Find "Mark the car tire, giving" in the data below; transcribe the line it appears on and each line after it, exactly, to the end, and nothing else.

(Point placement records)
.....

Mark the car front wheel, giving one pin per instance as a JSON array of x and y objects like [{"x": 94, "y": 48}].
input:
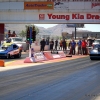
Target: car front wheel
[{"x": 19, "y": 55}]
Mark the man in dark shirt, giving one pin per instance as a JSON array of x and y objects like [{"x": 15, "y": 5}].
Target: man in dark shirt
[
  {"x": 56, "y": 44},
  {"x": 42, "y": 43}
]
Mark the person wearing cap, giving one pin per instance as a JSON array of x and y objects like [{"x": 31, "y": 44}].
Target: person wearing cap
[
  {"x": 42, "y": 43},
  {"x": 51, "y": 45}
]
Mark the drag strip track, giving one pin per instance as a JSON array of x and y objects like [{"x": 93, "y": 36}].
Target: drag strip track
[{"x": 68, "y": 80}]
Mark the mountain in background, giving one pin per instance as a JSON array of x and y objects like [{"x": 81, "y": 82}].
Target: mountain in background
[{"x": 55, "y": 30}]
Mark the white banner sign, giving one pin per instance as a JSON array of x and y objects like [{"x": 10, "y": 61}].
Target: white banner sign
[{"x": 71, "y": 17}]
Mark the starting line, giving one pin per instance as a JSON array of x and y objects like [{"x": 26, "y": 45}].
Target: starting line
[{"x": 43, "y": 56}]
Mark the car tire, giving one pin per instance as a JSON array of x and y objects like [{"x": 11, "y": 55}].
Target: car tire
[
  {"x": 91, "y": 58},
  {"x": 19, "y": 55}
]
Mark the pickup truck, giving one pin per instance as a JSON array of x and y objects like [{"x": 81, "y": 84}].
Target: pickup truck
[{"x": 19, "y": 41}]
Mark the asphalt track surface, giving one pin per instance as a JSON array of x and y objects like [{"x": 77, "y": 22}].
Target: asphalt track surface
[
  {"x": 13, "y": 59},
  {"x": 77, "y": 79}
]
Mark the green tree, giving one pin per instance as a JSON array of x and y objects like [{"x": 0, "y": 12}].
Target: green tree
[{"x": 36, "y": 28}]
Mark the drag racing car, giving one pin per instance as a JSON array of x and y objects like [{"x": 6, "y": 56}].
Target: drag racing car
[
  {"x": 95, "y": 52},
  {"x": 10, "y": 51}
]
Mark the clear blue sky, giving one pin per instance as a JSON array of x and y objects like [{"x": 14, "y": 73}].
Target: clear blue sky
[{"x": 89, "y": 27}]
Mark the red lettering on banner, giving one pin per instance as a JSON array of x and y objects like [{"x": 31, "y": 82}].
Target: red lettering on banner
[
  {"x": 66, "y": 17},
  {"x": 90, "y": 16},
  {"x": 77, "y": 16},
  {"x": 95, "y": 4}
]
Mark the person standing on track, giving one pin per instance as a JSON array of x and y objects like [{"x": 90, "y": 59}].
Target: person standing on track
[
  {"x": 84, "y": 49},
  {"x": 73, "y": 45},
  {"x": 79, "y": 43},
  {"x": 51, "y": 45},
  {"x": 56, "y": 44},
  {"x": 42, "y": 43}
]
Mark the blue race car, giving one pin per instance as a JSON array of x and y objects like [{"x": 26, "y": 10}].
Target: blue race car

.....

FINISHED TASK |
Mark the car tire, giving one pin per instance as a JSON array of x and y objects like [{"x": 11, "y": 55}].
Target: car tire
[
  {"x": 91, "y": 58},
  {"x": 19, "y": 55}
]
Mark the pickup truck, giving one pin per instance as a JSON array of x and y objects like [{"x": 81, "y": 84}].
Target: pickup truck
[{"x": 19, "y": 41}]
Mark the asphalt track surface, giving one pin per instance as a JSON array of x and y objects like [{"x": 77, "y": 22}].
Target: asphalt track surface
[
  {"x": 13, "y": 59},
  {"x": 77, "y": 79}
]
Mark the green tree, giving one pin per instance as a JSON array of x and y objects like [{"x": 0, "y": 12}].
Target: green tree
[{"x": 36, "y": 28}]
Mark the drag racing car, giving one pin per instance as a JSON array of x and y objects like [{"x": 6, "y": 56}].
Target: drag racing car
[
  {"x": 95, "y": 52},
  {"x": 10, "y": 51}
]
Mark the clear blue sky, giving one pin per instance as a JSON array of x and y objects like [{"x": 14, "y": 73}].
Target: clear blue sky
[{"x": 89, "y": 27}]
Mark the red lettering on banner, giving one pin per instance as a JSON array of x and y objects like [{"x": 31, "y": 82}].
Target: red lettering on banner
[
  {"x": 66, "y": 17},
  {"x": 90, "y": 16},
  {"x": 77, "y": 16},
  {"x": 95, "y": 4}
]
Mark the person standing on track, giving one pin per instance as a JSON array of x and y objects like [{"x": 90, "y": 59}].
Target: person standing on track
[
  {"x": 84, "y": 49},
  {"x": 73, "y": 45},
  {"x": 79, "y": 43},
  {"x": 51, "y": 45},
  {"x": 56, "y": 44},
  {"x": 42, "y": 43}
]
Mark the blue race car, giving one pin per instance as a JSON array of x and y objects like [{"x": 26, "y": 10}].
Target: blue race car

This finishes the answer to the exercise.